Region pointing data
════════
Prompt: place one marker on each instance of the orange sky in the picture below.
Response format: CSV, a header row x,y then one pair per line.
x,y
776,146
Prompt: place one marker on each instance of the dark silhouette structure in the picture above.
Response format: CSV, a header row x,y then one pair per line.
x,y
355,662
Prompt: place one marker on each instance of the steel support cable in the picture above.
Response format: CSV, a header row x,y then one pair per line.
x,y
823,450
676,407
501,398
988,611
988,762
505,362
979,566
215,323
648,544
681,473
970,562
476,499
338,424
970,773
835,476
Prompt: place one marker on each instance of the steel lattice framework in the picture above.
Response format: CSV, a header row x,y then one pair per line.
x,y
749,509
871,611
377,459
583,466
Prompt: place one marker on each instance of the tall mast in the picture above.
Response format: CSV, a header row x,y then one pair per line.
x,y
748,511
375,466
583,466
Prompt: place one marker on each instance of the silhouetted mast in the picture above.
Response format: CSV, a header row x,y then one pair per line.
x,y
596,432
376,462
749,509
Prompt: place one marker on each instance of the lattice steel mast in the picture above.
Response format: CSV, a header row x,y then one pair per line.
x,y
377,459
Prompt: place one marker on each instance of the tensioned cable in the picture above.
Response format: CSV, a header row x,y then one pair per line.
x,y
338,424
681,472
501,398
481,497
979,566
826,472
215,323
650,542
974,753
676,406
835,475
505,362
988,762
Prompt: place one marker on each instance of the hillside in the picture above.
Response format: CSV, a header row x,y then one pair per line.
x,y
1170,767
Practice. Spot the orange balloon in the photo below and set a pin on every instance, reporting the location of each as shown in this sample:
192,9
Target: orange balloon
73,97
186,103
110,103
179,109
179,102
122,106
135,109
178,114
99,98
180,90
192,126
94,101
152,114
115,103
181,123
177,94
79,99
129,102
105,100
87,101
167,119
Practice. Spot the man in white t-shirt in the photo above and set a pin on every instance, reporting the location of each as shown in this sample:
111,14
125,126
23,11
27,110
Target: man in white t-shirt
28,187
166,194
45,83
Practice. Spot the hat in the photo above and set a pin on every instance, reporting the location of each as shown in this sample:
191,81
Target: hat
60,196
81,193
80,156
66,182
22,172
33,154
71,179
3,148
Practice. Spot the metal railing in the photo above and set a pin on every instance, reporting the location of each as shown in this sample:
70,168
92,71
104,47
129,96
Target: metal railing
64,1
════════
Whenever the word "below" shows up in a line of the entries, list that line.

### Problem solution
Prompt: place one marker on each instance of the orange sky in the picture below.
Practice. Spot the orange balloon in the photo below and set a pin on every instance, reporting the location of each as shown in this sample:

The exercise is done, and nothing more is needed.